| Exercise prompt |
Print all the data below exactly, without images.

Start of Block

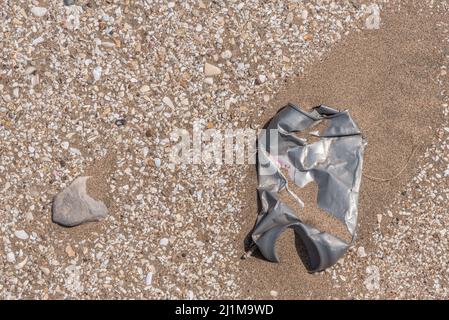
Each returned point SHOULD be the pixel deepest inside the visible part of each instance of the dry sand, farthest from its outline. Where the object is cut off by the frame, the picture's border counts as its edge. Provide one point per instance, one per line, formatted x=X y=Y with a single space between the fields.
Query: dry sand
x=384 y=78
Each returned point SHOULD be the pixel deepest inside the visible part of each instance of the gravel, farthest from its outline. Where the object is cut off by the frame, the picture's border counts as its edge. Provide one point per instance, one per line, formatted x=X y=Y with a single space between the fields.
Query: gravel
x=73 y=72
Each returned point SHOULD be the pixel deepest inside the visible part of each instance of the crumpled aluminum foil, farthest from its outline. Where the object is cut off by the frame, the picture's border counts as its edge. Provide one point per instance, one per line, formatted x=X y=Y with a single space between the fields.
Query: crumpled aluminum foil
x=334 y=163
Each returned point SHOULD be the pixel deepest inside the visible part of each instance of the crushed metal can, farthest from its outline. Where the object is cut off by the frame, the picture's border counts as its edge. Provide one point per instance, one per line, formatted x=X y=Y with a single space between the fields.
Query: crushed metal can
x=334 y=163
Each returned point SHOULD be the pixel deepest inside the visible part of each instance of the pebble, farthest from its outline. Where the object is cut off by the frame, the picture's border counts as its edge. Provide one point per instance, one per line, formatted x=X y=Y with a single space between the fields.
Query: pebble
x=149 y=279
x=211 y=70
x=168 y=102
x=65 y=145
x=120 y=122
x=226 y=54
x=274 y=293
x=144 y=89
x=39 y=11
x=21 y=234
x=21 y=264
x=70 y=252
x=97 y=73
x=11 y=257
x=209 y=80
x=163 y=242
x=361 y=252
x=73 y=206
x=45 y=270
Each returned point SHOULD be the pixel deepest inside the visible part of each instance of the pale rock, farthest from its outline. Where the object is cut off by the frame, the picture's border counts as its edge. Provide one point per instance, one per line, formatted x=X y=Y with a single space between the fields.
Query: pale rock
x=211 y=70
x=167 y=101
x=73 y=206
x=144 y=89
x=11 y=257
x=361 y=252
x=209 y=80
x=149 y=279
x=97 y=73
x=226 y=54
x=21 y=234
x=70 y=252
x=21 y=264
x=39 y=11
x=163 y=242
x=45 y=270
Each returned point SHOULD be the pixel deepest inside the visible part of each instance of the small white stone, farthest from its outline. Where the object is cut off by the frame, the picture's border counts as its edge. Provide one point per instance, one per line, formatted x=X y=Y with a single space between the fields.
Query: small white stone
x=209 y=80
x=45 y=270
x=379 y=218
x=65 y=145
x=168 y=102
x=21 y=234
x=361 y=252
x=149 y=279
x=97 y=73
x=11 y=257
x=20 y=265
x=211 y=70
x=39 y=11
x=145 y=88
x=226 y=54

End of Block

| Your response |
Each returned point SHOULD be the pixel deepest inside the visible part of each instance of the dry sand, farthest from its outline. Where the object is cut off by the frame, the picture's border counts as its edge. Provide one point per instance, one per line, formatted x=X y=Y with a single space between the fields.
Query: dry sand
x=384 y=78
Each returned point SHOULD be the pixel deepest inside the visible part of each instance of the gravel, farthest from its outline. Where the object is cut off by the frame, the picture's border counts as its edge. Provide one point per instance, one per line, formatted x=X y=Y with a single space between the fields.
Query: gravel
x=73 y=72
Each returned point SHOULD be the pixel deepest inside the visible part of each instance of the crumpled aluminum foil, farthest from its outline. Where the object is cut off by the frame, the picture's border counts as its edge. Provide one point per instance, one per line, formatted x=X y=Y with a single space between the fields.
Query: crumpled aluminum foil
x=334 y=163
Each returned point SHOULD be the pixel deepest inside the visible part of each instance of the crushed metal can, farthest from its outline. Where the object is cut off by the frame, the picture's border counts as its edge. Provide one point per instance, one per line, formatted x=X y=Y with a single space between the fields.
Query: crushed metal can
x=334 y=163
Each returned point SHOULD be the pixel deepest inside the visible part of each instance of the pebble, farthest from its outline. Where the object is cut off by the frame, the picture's border counts as its edge. Provide one point per instance, one per line, formatted x=X y=Y with a single space between the fields.
Query: pebble
x=149 y=279
x=211 y=70
x=168 y=102
x=65 y=145
x=120 y=122
x=226 y=54
x=274 y=293
x=144 y=89
x=39 y=11
x=21 y=234
x=21 y=264
x=70 y=252
x=97 y=73
x=11 y=257
x=209 y=80
x=163 y=242
x=361 y=252
x=73 y=206
x=45 y=270
Each returned point SHOULD be the pixel deepest inside the visible part of each instance of the pale rock, farthest from its outline. Where the object is cut off by the frame, the picture's border counts as its edge. Provide one point per instance, one per line, formatted x=X y=Y with a single space between the fields.
Query: pale rock
x=211 y=70
x=167 y=101
x=73 y=206
x=144 y=89
x=11 y=257
x=361 y=252
x=209 y=80
x=149 y=279
x=97 y=73
x=226 y=54
x=21 y=234
x=70 y=252
x=21 y=264
x=39 y=11
x=163 y=242
x=45 y=270
Each returned point SHOULD be the pixel deepest inside the visible part of each instance of the small white stone, farthest from its outline. Where the object is cut off by the frame, the picture's border counts as its edge. Provide one point per instance, one per line, formatted x=X y=Y with a single space between the fields.
Query: small white stone
x=209 y=80
x=45 y=270
x=379 y=218
x=65 y=145
x=168 y=102
x=21 y=234
x=361 y=252
x=149 y=279
x=97 y=73
x=11 y=257
x=20 y=265
x=211 y=70
x=39 y=11
x=145 y=88
x=226 y=54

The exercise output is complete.